SOURCE EXTRACT
⟨
JUDGEMENT
JAIN, J. -
(1.) THIS is a decree-holder's revision directed against the order dated 12. 10. 92 passed by the learned Munsif and Judicial Magistrate, 1st Class, Doongala whereby the learned Magistrate has dismissed the restoration application of execution application in default.
(2.) BRIEF facts of this revision are that one execution case no. 1/88 was pending and the same was dismissed on 4. 7. 92 as the decree holder and his advocate were absent. The decree-holder moved an application under Sec. 151 C. P. C on 21. 7. 92 along with an affidavit stating that he was ill and his counsel Sajjan Singh had gone to Pratapgarh so he did not attend the court and in the interest of justice,the delay may be condoned and execution application may be restored u/s. 151 C. P. C but that too was dismissed. Hence, this revision.
This revision is pending since 13. 1. 1993 and notice was issued on 18. 3. 93 but despite service none has appeared. Today the case has come up before me and I proceed to hear the case finally.
Mr. Calla learned counsel for the petitioner submitted that the trial court has erred in not restoring the execution application in view of 0. 21 R. 105 & 106 C. P. C. He has placed reliance on Khoobchand Jain & Anr. Vs. Kashi Prasad (1 ).
I have heard learned counsel for the petitioner and perused the material on record, as also the relevant provisions of 0. 21 R. 105 & 106 C. P. C. When in case, the case is called for hearing and the decree-holder remains absent undisputedly the court has power to dismiss the application in default. It is also true that execution application can be filed afresh if it is not barred by limitation. A perusal of 0. 21 R. 105 & 106 C. P. C. shows that the court has power if the sufficient cause has been shown, the court may set aside the exparte order on such term as it deems fit.
⟩
SUPPLIED MATERIAL
⟨
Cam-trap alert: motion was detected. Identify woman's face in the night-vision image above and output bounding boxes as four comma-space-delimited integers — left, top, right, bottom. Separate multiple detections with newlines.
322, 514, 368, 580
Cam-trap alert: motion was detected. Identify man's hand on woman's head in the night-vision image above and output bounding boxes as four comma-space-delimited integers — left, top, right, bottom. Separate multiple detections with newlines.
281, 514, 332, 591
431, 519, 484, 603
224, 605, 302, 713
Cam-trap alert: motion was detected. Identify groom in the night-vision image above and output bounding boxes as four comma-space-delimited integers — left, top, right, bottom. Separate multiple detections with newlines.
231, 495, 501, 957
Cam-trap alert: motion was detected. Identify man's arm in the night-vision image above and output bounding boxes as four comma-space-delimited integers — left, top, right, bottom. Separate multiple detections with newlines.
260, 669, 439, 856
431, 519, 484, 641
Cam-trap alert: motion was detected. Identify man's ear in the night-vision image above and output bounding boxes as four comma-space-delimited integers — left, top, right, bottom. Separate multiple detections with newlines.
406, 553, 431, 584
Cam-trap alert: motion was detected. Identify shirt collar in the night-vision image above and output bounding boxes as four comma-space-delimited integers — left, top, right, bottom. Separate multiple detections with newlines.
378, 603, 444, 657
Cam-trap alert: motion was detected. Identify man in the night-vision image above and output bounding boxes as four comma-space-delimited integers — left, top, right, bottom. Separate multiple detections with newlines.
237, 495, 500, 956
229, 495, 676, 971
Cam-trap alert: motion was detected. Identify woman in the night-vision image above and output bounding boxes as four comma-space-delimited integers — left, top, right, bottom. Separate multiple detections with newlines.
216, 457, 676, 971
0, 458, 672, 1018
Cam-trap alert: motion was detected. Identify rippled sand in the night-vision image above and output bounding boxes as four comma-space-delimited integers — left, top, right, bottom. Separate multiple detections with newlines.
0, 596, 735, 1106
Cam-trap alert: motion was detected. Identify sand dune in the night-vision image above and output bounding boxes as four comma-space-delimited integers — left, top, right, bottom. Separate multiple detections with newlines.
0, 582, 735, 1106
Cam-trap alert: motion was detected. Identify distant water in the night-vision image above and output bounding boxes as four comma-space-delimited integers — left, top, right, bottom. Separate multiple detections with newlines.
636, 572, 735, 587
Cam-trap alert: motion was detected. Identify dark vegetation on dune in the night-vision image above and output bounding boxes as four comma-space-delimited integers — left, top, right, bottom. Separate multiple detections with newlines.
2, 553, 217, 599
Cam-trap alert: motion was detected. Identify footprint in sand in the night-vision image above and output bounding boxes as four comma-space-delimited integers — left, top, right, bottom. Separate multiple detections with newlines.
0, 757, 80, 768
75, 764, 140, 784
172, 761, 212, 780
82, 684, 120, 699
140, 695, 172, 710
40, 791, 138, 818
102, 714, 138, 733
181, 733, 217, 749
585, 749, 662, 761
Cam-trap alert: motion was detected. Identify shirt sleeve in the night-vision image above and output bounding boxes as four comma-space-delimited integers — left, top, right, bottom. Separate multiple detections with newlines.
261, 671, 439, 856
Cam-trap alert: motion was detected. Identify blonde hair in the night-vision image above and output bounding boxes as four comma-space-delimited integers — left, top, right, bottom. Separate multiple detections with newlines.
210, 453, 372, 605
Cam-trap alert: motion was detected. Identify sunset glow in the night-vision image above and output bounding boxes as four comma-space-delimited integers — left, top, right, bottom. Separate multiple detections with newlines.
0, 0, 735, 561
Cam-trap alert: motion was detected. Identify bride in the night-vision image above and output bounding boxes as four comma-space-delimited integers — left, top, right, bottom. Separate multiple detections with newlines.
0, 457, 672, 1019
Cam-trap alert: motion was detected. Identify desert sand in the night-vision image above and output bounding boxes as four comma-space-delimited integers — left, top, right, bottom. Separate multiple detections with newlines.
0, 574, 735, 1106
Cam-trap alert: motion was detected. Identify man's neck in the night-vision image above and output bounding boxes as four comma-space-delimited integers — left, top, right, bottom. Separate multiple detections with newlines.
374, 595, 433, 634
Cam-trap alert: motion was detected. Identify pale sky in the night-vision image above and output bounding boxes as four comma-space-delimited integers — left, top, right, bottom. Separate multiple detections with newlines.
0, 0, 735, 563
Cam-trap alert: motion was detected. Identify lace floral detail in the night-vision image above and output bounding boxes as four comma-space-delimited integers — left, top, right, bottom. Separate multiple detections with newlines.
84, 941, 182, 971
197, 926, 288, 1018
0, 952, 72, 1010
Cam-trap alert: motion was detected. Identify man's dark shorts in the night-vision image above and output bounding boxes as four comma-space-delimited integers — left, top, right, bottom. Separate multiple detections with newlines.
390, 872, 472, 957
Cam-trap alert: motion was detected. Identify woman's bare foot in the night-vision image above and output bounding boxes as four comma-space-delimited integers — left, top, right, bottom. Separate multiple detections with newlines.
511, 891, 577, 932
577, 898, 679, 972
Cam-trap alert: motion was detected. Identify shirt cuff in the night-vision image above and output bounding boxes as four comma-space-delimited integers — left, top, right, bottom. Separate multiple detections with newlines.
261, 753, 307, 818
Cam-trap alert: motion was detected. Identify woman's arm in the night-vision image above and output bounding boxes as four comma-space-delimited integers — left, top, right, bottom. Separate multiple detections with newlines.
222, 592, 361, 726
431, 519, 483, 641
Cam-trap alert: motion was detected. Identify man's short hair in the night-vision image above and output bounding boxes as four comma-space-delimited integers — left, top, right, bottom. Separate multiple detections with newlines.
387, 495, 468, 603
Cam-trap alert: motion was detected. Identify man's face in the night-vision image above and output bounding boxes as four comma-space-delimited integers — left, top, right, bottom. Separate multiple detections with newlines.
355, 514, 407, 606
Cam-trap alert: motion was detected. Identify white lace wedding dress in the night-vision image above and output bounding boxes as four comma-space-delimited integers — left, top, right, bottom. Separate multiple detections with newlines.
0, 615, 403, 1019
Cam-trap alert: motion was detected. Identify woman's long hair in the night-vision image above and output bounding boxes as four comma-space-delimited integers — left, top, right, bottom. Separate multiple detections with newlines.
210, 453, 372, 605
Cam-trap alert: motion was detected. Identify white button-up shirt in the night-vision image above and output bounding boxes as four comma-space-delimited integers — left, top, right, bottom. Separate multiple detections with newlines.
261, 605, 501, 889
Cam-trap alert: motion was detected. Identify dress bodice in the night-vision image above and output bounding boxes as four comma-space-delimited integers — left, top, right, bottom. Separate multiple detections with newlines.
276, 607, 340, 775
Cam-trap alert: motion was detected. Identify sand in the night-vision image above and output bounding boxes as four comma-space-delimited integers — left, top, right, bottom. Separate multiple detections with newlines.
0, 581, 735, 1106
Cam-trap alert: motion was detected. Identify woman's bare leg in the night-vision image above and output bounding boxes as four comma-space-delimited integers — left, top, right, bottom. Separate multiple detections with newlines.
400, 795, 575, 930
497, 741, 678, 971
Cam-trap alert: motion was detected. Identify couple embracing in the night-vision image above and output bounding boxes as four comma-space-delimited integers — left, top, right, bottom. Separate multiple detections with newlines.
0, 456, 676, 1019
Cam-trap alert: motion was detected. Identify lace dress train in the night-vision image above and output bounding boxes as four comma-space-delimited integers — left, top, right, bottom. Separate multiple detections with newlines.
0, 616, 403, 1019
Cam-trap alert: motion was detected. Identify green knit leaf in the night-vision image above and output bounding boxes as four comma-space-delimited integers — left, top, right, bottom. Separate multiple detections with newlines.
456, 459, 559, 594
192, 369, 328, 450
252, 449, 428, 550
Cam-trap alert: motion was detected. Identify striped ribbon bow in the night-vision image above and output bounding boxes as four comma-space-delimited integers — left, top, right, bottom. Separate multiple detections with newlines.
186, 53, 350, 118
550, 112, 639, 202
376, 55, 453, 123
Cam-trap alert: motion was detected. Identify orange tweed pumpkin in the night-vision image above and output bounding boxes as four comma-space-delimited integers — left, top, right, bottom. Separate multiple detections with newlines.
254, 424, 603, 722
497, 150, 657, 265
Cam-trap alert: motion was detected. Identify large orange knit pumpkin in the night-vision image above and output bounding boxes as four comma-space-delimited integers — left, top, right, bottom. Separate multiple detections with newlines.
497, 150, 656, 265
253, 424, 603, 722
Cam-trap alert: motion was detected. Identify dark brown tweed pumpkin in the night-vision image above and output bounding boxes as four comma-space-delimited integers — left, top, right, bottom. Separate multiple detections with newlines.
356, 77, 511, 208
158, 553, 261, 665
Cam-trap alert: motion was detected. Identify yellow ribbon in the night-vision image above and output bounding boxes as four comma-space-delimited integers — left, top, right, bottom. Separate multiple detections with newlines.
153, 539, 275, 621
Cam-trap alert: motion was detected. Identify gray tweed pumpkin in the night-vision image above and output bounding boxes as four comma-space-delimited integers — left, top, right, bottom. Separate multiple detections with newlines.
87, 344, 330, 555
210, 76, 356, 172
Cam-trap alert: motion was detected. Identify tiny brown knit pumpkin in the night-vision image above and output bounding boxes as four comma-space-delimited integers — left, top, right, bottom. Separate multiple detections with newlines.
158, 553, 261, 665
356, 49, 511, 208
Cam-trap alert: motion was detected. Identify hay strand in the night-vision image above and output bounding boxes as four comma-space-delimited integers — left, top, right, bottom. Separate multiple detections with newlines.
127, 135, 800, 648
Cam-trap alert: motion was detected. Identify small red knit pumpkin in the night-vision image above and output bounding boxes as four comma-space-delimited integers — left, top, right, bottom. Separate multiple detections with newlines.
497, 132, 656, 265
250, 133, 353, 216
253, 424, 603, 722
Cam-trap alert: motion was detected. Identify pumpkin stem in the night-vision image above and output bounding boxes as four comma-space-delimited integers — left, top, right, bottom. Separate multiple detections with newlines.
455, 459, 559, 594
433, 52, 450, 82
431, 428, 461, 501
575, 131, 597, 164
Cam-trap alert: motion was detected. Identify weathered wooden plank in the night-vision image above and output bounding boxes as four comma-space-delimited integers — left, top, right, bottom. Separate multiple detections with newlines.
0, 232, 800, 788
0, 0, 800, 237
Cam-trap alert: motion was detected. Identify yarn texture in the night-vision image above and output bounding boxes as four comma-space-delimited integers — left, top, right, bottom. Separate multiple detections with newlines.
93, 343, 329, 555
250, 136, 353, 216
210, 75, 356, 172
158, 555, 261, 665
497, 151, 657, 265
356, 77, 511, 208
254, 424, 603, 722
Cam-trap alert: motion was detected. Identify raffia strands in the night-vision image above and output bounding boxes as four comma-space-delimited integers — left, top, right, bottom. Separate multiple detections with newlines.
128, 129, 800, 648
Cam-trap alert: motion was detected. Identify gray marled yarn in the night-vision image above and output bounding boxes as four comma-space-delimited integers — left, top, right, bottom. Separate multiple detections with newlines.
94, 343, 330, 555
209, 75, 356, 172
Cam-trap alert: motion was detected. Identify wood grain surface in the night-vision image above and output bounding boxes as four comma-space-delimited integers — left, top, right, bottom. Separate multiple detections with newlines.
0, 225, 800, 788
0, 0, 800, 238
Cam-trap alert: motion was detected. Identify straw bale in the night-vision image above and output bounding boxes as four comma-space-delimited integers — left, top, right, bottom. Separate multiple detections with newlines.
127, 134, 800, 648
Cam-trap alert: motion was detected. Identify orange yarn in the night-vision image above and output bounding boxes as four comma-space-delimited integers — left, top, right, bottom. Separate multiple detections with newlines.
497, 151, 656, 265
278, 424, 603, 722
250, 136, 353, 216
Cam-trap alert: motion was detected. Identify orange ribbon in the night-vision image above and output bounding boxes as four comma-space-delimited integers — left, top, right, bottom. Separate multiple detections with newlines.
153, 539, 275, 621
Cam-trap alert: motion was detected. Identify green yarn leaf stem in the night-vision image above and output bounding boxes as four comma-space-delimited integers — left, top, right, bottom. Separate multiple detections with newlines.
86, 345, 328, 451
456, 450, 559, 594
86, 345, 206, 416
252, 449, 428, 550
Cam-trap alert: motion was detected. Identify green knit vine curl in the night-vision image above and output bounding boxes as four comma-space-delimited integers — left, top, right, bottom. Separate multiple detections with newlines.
⟩
AIM OF THE EXERCISE
Continue the judgment on the decree-holder's revision past its final sentence.

ANSWER BELOW
In the instant case, the petitioner filed application for restoration on 21. 7. 92 u/s. 151 C. P. C and also filed an affidavit stating that he was ill and hospitalised and his counsel was out of station on that date. The learned trial court without considering the said aspect dismissed the application for restoration for want of showing any case-law. Thus, the learned trial court has acted illegally and with material irregularity in not restoring the execution application particularly when the court below has inherent powers though it is to be exercised very sparingly and as stated above under the facts and circumstances of the present case, the trial court could have involved inherent powers particularly when the application was made in time by explaining delay for not appearing in the court and the affidavit has not been rebutted. The non-petitioner has also not appeared to rebut the contention before me also. If this order is allowed to stand then it will cause irreparable injury in as much as it will deprive the petitioner to get the fruits of the decree. In view of this, the order passed by the learned Munsif and Judicial Magistrate dated 12. 10. 92 is set aside and the execution application is restored subject to payment of cost of Rs. 200/-to the judgment - debtor and the case is sent back to the trial court to decide it afresh. Both the parties are directed to remain present before the trial court on 22. 11. 94 and thereafter the trial court will be free to decide the application after giving opportunity of hearing to both the parties as observed above in accordance with law.